* **Problem statement**
Show each line in the listing below that contains the word "shoulder", and treat uppercase and lowercase as different.
# START OF Data listing
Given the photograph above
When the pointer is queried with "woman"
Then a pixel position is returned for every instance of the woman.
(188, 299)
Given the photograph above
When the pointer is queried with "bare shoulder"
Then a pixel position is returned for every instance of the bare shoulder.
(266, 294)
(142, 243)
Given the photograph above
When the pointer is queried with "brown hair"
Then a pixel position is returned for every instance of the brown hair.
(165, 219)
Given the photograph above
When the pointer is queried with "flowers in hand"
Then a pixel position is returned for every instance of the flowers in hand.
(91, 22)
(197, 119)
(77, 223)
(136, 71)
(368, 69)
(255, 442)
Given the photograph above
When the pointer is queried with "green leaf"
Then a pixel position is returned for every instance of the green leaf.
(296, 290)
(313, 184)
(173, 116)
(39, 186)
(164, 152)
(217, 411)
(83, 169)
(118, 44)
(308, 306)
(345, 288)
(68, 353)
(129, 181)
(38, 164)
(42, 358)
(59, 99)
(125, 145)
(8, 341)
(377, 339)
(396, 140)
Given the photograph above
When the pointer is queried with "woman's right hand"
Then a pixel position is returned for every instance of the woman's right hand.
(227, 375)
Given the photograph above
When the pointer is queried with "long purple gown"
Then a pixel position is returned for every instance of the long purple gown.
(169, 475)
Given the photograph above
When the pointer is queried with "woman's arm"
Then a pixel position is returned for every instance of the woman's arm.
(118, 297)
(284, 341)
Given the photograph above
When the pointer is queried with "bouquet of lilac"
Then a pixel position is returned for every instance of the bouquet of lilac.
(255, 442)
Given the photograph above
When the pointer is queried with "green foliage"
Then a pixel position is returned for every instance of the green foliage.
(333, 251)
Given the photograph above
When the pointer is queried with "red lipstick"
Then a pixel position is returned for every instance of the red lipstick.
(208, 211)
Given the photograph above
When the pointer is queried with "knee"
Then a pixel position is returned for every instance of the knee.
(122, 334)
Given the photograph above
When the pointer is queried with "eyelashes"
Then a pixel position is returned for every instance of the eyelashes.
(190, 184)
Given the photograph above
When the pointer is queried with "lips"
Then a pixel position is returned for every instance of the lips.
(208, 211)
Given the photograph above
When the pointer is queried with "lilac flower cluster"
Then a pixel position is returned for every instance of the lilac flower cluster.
# END OF Data listing
* **Reply**
When the pointer is queried with "bare shoulder"
Then a pixel position is returned for every instance of the bare shoulder.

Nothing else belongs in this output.